[Stored dataset items]

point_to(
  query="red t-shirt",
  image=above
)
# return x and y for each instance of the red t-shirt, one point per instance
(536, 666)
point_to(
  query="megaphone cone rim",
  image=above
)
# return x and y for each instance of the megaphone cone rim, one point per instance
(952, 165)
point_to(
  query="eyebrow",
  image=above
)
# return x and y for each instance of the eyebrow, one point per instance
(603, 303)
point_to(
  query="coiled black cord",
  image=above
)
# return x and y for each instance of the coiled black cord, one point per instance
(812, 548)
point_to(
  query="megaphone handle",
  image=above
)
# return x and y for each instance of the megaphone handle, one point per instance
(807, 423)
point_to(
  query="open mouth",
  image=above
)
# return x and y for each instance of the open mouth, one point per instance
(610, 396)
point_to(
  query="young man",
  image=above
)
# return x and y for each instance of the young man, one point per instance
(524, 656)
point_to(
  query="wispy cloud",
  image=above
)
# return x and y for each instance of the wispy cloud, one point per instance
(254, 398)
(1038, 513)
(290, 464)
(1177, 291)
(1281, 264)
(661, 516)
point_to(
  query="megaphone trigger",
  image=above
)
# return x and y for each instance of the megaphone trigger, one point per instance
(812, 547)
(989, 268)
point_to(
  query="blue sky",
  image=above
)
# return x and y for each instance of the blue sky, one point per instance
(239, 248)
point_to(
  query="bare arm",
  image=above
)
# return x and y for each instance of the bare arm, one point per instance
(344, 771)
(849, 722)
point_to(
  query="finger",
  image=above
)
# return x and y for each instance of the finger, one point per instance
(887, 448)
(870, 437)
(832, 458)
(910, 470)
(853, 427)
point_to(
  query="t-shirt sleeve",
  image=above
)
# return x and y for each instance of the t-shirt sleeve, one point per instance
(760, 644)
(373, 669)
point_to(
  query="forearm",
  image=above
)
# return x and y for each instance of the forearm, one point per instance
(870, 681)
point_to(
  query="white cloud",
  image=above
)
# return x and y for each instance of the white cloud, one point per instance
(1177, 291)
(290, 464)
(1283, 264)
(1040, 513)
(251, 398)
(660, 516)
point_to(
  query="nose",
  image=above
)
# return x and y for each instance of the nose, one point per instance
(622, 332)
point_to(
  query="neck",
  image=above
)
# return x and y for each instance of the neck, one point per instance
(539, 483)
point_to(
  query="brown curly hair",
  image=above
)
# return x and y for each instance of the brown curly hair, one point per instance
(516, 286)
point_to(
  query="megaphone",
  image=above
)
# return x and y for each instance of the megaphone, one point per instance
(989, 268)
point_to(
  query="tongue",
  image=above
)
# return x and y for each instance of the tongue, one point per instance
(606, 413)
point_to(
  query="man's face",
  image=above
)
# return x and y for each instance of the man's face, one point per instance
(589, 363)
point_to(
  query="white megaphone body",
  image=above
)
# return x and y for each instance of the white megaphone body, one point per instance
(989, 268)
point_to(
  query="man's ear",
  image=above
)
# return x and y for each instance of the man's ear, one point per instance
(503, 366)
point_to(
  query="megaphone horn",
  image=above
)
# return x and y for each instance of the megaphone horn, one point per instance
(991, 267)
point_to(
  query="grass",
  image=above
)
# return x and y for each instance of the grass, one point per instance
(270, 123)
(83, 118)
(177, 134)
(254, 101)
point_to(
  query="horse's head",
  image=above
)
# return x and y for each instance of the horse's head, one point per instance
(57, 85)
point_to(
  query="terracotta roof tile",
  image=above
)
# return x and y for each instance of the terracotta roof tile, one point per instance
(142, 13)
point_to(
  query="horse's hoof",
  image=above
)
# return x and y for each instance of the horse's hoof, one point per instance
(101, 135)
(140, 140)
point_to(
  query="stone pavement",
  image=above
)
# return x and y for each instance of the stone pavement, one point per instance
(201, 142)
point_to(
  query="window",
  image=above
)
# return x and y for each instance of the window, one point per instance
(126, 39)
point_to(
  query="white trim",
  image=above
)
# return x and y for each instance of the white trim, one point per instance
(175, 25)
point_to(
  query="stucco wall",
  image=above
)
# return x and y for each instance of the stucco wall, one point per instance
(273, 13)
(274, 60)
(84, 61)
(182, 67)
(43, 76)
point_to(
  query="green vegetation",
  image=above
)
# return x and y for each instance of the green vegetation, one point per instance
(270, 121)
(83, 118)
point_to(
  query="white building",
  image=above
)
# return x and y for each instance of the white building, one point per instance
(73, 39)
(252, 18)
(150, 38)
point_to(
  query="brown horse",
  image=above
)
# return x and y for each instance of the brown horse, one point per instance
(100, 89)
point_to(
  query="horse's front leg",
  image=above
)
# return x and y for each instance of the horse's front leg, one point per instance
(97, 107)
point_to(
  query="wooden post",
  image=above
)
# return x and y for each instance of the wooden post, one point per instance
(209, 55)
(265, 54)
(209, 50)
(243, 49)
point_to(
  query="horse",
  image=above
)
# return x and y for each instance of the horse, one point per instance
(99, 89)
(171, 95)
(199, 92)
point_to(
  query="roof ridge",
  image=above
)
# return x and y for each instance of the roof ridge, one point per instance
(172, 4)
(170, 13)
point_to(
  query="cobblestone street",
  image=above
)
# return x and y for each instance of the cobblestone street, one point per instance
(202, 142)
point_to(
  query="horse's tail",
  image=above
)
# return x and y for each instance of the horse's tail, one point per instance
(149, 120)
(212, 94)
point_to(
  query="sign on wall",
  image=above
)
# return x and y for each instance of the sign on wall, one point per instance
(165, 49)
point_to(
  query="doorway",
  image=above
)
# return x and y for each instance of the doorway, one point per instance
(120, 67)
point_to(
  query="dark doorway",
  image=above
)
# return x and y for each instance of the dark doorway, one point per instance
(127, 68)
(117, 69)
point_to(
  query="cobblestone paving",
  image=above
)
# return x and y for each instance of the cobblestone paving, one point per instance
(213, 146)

...

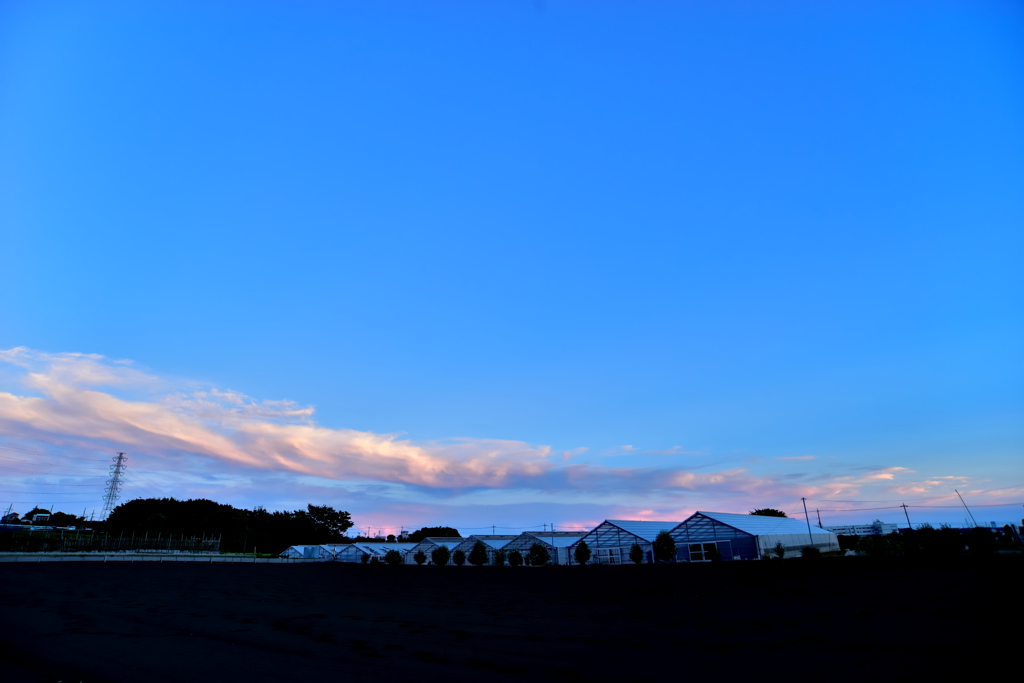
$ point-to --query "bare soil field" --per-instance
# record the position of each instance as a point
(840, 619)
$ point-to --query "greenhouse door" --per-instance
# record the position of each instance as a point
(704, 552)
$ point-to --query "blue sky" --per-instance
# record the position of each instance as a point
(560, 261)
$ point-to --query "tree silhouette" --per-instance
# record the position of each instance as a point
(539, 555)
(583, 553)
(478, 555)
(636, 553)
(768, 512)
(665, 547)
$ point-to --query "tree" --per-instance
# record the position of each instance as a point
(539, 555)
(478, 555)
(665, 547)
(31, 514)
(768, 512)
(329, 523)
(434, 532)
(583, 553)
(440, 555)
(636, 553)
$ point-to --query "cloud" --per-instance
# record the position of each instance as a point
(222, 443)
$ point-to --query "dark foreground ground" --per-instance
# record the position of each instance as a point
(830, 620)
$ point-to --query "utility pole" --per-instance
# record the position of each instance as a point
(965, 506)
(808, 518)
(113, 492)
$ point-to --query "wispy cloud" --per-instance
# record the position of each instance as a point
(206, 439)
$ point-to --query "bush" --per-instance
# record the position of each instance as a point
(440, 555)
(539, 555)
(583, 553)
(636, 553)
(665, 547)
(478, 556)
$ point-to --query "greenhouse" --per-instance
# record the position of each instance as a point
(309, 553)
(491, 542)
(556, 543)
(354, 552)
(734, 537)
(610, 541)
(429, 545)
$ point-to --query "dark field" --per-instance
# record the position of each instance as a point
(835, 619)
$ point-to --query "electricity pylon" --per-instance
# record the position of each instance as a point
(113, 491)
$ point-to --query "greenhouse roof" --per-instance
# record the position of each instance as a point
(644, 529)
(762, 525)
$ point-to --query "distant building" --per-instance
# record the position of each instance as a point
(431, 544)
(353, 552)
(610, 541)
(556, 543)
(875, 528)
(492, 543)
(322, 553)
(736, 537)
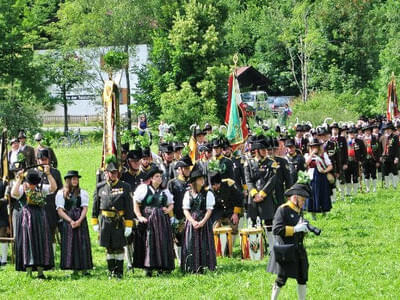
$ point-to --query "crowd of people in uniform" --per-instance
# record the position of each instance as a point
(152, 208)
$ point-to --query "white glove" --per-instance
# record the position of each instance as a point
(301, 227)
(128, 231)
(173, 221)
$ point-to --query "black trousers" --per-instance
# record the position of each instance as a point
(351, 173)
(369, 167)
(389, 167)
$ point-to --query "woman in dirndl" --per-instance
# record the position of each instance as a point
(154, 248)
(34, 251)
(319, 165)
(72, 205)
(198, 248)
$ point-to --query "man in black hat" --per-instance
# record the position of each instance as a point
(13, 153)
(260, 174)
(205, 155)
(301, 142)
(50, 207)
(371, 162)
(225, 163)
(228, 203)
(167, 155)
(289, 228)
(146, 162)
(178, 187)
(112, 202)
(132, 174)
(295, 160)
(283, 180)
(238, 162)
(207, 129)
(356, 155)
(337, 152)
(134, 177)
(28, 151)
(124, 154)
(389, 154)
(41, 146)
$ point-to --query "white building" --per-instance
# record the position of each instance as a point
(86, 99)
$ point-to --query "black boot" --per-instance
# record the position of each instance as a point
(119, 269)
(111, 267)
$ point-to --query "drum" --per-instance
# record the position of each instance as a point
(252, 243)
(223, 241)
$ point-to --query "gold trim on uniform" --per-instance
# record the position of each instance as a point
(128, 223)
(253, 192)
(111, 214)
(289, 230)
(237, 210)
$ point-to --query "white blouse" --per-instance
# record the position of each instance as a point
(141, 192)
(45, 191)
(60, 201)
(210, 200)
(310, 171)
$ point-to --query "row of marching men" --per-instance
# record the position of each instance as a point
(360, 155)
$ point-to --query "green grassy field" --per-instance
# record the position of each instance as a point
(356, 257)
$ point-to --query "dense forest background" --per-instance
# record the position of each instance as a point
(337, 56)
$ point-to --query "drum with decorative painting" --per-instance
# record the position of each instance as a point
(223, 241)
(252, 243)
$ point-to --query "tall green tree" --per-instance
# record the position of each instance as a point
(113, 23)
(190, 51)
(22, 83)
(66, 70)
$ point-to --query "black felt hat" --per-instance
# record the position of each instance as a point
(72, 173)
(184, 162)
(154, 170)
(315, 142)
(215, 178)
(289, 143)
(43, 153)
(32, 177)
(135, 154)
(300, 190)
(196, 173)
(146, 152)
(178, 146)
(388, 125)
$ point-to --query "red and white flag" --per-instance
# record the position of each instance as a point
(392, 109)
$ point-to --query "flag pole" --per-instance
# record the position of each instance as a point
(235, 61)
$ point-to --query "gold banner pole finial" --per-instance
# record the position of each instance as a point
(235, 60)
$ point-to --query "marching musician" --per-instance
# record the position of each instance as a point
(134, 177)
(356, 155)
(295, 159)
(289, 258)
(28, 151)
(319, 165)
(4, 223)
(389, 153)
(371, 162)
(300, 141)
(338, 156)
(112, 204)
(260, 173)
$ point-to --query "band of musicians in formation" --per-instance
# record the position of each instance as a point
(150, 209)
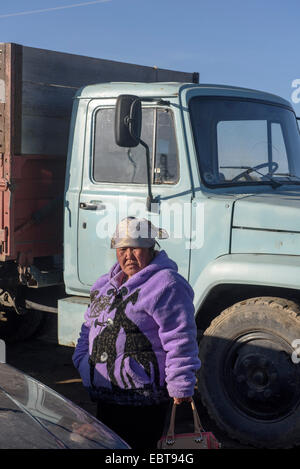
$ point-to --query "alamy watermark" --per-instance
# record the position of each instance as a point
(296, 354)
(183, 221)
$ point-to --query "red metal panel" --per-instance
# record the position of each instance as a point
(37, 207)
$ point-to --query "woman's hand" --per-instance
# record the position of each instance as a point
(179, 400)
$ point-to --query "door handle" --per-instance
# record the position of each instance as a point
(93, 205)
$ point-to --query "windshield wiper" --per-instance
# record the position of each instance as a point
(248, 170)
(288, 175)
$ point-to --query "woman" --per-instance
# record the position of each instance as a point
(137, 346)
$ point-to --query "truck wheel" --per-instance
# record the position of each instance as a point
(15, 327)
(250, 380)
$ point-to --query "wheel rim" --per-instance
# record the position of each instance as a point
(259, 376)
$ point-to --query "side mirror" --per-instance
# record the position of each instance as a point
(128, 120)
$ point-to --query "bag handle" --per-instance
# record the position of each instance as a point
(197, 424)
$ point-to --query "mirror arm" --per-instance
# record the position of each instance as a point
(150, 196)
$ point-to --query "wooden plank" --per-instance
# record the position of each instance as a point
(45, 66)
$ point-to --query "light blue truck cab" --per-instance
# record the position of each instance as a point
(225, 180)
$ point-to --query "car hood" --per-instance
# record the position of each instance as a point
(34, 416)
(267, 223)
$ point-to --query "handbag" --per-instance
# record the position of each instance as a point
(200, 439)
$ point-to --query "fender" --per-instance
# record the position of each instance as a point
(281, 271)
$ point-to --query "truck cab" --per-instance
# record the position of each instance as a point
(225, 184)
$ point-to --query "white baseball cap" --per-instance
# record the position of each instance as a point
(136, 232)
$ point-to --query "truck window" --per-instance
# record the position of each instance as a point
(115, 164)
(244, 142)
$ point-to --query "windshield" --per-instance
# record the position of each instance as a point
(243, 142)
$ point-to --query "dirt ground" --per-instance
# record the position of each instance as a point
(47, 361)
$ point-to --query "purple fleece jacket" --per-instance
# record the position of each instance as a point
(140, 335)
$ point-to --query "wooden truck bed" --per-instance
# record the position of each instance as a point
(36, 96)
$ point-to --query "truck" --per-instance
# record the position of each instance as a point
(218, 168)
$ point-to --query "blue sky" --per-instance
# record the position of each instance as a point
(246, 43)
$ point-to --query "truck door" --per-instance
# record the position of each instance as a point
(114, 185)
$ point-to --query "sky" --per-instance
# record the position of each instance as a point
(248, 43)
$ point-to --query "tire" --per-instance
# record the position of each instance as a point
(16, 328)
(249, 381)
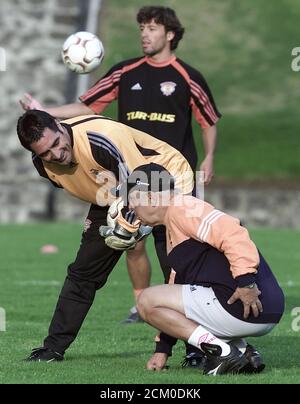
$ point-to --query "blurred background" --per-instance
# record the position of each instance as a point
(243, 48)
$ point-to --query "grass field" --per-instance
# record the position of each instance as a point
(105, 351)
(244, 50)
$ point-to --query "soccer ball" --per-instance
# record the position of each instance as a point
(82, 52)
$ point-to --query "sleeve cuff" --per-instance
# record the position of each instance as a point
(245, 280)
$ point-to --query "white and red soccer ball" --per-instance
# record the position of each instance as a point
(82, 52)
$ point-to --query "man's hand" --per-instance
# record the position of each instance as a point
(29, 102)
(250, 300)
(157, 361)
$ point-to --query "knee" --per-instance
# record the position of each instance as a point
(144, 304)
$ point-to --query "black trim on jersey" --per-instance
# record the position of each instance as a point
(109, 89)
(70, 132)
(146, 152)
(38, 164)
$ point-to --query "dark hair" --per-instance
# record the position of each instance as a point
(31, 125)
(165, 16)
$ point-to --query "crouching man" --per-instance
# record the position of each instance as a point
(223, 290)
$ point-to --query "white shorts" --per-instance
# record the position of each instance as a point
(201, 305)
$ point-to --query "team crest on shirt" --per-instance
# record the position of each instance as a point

...

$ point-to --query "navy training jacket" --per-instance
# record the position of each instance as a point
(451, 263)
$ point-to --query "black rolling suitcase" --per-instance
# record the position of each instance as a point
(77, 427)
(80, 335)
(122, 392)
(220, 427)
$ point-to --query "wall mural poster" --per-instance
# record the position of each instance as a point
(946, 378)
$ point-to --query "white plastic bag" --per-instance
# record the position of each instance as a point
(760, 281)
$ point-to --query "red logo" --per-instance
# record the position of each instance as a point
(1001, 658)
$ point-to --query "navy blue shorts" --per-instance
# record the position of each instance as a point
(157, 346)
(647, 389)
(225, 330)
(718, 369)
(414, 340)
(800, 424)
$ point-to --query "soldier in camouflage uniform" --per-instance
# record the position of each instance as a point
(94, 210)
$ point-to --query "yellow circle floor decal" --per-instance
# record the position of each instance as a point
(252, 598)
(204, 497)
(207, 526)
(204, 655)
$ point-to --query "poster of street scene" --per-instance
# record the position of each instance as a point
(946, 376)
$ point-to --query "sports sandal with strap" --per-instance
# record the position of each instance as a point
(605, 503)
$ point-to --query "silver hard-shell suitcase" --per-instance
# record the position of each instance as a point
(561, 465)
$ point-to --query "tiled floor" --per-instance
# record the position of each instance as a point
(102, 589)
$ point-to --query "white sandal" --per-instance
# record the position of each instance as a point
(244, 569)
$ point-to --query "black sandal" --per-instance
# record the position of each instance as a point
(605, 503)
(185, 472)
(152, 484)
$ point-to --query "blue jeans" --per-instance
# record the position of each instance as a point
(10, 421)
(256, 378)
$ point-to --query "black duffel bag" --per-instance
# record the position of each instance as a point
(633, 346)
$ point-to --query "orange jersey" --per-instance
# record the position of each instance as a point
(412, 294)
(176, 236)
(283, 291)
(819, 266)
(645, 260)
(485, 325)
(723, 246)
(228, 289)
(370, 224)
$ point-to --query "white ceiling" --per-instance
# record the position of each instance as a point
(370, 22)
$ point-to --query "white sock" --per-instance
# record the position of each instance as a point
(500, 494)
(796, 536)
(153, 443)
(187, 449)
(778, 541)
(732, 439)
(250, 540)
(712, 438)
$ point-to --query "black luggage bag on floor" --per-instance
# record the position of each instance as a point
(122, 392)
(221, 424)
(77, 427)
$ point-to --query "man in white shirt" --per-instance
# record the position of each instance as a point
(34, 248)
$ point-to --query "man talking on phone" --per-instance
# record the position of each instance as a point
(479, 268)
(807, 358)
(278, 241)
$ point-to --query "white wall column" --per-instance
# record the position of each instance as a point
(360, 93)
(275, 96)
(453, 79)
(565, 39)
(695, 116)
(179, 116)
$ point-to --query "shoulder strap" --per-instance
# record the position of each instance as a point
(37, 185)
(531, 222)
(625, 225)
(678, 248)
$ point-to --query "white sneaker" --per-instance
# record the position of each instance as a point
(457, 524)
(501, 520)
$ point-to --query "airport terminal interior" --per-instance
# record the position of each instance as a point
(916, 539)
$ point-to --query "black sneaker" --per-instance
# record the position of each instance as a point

Assigned task:
Every line in the entries above that has the word "truck" should be identified and copied.

Task output:
$ point-to --query "truck wheel" --per-instance
$ point-to --query "light blue truck cab" --per-instance
$ point-to --query "truck cab" --per-instance
$ point-to --query "truck window" --per-instance
$ point-to --query "wooden truck bed" --per-instance
$ point-to --query "truck" --per-instance
$ point-to --query "truck door" --per-instance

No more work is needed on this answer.